TRECHO DO DOCUMENTO:
As conseqüências dessas revoluções de costumes para o funcionamento psíquico, tanto do indivíduo como da coletividade, são enormes e ultrapassam o status de transformação, dando origem à “mutação cultural”. Este é o conceito desenvolvido por Charles Melman, eminente psicanalista francês, para descrever o atual movimento. Ele diz:

“Trata-se aqui, não de uma modificação progressiva e” natural” do funcionamento social, mas de uma transformação radical de dimensões inéditas: uma verdadeira “mutação cultural”… que parece desencadear uma “nova economia psíquica”. ( Melman, 2003, Pg 16 )

Essa nova economia psíquica está em total conformidade com um sistema econômico – o liberalismo, que prega a ausência de agentes reguladores para “pôr freio” aos novos impulsos humanos de aquisição e acumulação. O soberano é o mercado sem fronteiras, que trouxe consigo o abandono de valores e de referências até então transmitidos de geração para geração e a adesão a tudo o que oferece, prometendo satisfação plena.
A este propósito, diz Melman (idem pg 28)

“O ideal liberal não é favorecer o enriquecimento recíproco, liberando as trocas de toda referência reguladora? Encontra-se, assim, no seu princípio, uma relação dual, liberada de entraves, cujos efeitos aparecem manifestos na vida psíquica…. É verdade que a relação com um sistema em que o limite se encontra suspenso, facilita consideravelmente a tarefa. ”
( Melman , 2003,– pg 28)
.
Em face desse cenário cultural, questões fundamentais se colocam para nós, estudiosos do comportamento humano:
Se o que importa é o consumo massificado, a ser partilhado com os parceiros de rede, o que é feito da conexão do indivíduo com sua essência mesma?
Em que momento ele se dá conta do que sente e pensa em diferentes momentos da vida cotidiana? Pode esse momento, de um contato íntimo e profundo consigo mesmo, subsistir nesse sistema de vida?
As respostas só poderão surgir se nós mantivermos uma observação cuidadosa sobre o indivíduo sob as novas perspectivas.

III – Um Novo ser humano

1- O homem dirigido para fora

Essa “nova economia psíquica” mostra um homem com um funcionamento completamente diferente do homem que conhecíamos e estudávamos na Psicologia, até trinta anos atrás. Freud postulou a sexualidade como fenômeno central do psiquismo porque o sexo, em sua época, era proibido, escondido e reprimido; permeava todas as manifestações da pessoa, mas “guardado” no inconsciente; este era o reservatório de todos os desejos proibidos, que, reprimidos lá submergiam. Hoje, no entanto, o objeto do desejo não está mais no inconsciente, está na realidade!

DADOS FORNECIDOS:
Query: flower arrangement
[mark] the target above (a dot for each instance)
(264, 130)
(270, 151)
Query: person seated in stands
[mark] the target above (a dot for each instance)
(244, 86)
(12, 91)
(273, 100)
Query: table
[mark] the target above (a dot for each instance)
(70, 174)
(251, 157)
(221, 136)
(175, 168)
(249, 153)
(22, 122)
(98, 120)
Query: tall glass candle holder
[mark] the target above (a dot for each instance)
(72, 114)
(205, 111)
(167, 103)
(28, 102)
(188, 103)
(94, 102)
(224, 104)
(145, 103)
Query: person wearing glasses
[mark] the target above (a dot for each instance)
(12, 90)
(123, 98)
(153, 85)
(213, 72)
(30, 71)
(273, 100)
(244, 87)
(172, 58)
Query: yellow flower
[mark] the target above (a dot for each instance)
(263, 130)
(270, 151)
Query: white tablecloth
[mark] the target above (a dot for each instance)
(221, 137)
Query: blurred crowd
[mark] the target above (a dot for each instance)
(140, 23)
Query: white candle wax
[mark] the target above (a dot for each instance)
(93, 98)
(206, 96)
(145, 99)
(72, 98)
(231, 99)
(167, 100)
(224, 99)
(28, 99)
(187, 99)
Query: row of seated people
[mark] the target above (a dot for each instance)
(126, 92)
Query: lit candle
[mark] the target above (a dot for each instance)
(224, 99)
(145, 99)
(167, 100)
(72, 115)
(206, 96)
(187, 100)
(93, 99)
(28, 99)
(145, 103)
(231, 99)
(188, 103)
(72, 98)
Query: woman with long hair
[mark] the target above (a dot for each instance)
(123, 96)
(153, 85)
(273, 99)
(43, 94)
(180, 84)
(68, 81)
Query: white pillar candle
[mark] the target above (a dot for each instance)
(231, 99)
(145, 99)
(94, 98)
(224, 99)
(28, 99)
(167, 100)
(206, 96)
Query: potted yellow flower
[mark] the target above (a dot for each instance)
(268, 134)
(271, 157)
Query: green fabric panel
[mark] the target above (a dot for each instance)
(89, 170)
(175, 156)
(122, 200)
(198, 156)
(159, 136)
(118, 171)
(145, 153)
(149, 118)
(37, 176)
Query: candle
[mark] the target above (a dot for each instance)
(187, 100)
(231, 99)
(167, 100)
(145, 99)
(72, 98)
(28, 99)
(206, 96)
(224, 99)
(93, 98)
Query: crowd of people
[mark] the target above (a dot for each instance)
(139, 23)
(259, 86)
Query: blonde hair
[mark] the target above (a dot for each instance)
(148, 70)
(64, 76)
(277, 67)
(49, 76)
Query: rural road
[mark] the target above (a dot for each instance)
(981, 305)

...

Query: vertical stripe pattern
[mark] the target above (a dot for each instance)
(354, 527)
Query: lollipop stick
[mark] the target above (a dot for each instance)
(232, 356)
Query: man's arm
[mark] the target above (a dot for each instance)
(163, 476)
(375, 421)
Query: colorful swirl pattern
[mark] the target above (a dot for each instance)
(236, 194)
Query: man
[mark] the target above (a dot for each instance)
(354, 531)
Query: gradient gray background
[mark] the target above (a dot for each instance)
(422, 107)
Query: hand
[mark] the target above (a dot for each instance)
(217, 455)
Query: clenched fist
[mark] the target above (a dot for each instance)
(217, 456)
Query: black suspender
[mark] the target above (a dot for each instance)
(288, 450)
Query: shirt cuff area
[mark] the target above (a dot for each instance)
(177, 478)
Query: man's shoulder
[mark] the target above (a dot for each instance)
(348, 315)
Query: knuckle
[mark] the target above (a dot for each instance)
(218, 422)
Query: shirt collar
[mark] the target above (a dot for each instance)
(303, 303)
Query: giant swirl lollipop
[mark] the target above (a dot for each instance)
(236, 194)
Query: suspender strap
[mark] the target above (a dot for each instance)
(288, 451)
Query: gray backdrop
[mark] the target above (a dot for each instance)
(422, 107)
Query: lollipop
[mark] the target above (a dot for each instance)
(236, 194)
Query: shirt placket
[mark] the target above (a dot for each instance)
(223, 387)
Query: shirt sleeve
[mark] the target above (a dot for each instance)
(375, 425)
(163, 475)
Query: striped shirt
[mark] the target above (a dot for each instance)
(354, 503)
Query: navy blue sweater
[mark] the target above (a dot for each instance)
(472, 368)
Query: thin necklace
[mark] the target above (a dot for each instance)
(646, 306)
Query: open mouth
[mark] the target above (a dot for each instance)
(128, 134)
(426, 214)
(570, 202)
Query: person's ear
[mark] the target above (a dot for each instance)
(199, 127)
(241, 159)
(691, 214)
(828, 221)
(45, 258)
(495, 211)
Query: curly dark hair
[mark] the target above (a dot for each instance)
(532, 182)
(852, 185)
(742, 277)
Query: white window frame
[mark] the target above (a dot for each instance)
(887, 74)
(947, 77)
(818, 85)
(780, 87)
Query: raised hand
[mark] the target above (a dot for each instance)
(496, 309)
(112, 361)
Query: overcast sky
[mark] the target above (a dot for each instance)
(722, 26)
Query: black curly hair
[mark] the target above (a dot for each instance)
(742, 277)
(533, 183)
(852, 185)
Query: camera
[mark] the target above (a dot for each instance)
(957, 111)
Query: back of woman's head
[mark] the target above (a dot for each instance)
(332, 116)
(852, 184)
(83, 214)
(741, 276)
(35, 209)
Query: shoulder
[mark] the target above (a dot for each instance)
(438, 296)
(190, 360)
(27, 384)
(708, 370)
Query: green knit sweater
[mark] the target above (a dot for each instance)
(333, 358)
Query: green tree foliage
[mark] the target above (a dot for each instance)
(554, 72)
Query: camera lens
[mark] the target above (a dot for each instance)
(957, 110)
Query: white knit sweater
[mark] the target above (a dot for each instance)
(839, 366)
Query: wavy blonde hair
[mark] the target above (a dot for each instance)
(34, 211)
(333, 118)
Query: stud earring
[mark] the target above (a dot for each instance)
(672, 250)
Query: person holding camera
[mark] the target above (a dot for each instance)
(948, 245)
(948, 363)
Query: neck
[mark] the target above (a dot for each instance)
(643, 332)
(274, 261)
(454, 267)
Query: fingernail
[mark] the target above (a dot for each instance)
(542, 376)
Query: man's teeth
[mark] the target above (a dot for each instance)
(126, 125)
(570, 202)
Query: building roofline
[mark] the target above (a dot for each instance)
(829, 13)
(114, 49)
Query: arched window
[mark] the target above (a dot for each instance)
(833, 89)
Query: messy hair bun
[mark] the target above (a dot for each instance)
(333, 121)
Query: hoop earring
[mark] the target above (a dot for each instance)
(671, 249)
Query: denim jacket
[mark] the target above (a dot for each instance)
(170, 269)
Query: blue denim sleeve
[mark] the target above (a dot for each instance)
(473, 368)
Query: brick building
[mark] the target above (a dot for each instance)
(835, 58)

...

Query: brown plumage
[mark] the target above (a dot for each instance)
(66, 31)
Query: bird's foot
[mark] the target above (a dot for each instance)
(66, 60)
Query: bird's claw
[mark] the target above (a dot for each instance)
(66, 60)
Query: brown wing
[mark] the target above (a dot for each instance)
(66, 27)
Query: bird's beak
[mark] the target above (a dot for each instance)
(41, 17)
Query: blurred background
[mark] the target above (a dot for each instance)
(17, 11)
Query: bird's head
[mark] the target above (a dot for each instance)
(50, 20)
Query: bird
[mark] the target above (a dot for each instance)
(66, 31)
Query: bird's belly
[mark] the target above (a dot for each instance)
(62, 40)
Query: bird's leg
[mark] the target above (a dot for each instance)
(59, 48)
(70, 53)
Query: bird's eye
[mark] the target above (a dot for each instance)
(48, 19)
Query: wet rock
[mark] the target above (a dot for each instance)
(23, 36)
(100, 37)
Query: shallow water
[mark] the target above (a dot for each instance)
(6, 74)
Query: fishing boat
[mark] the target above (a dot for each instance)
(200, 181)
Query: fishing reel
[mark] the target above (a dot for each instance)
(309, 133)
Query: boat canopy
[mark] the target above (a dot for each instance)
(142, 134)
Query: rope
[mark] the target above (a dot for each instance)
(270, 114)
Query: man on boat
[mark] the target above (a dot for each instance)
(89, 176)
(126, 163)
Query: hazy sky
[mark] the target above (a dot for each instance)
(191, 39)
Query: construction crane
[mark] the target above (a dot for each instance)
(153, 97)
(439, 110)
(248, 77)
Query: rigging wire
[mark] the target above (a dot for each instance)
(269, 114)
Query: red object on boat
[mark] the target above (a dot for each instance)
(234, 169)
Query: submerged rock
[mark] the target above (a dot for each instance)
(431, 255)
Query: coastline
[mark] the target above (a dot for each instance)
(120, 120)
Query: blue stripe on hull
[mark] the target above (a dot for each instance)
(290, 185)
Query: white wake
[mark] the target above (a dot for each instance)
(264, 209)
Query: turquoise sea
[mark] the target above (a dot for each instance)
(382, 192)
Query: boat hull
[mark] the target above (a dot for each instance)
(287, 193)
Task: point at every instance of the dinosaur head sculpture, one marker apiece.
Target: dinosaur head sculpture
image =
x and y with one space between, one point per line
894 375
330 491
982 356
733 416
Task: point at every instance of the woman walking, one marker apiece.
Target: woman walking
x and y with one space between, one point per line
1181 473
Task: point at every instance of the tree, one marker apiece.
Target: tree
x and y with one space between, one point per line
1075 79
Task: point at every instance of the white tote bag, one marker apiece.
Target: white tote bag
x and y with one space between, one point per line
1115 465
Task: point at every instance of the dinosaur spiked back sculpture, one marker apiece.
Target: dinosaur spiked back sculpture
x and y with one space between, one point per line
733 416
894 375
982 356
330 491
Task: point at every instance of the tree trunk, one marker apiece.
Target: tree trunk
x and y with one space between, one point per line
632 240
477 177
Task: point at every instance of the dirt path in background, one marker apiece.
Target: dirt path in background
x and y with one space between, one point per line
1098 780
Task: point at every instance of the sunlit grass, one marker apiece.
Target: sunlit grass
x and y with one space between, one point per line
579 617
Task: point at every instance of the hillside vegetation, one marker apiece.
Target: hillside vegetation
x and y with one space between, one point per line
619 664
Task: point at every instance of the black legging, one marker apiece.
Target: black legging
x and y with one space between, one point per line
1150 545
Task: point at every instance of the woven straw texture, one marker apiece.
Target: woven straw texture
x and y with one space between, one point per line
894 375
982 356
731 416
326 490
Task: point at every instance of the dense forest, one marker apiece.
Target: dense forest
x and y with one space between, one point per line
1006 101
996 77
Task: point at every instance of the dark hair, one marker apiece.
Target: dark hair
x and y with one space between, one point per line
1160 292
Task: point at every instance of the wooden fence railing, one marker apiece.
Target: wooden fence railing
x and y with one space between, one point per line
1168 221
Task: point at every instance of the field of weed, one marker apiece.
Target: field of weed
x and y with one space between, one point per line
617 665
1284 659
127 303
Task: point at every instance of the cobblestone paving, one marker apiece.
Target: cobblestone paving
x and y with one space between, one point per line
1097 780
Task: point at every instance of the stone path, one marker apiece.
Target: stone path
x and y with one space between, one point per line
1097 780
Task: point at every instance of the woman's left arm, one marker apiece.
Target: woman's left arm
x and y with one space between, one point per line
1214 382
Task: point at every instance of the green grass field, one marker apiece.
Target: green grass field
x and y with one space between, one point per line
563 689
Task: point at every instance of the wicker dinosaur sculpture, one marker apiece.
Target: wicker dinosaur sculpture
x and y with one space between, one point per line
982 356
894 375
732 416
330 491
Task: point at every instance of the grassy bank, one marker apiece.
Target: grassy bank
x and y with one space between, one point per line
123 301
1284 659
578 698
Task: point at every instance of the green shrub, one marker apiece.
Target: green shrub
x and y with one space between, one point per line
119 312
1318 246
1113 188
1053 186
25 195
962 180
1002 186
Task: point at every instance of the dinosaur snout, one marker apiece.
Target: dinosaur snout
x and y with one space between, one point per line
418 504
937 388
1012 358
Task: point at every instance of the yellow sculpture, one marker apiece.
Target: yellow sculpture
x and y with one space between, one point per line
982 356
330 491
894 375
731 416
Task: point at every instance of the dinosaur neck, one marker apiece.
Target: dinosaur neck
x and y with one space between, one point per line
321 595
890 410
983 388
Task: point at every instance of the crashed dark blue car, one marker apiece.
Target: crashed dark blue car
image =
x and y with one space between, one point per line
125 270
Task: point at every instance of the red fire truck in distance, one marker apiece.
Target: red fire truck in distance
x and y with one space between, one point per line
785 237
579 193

LISTA DE EXERCÍCIOS:
A – De acordo com o trecho do documento, com qual sistema econômico a nova economia psíquica está em total conformidade?
B – Extraia do trecho do documento, sem qualquer alteração, tudo o que vai de "( Melman , 2003,–" até "sua essência mesma?".

RESPOSTAS ÀS TAREFAS:
A – O liberalismo.

B –
( Melman , 2003,– pg 28)
.
Em face desse cenário cultural, questões fundamentais se colocam para nós, estudiosos do comportamento humano:
Se o que importa é o consumo massificado, a ser partilhado com os parceiros de rede, o que é feito da conexão do indivíduo com sua essência mesma?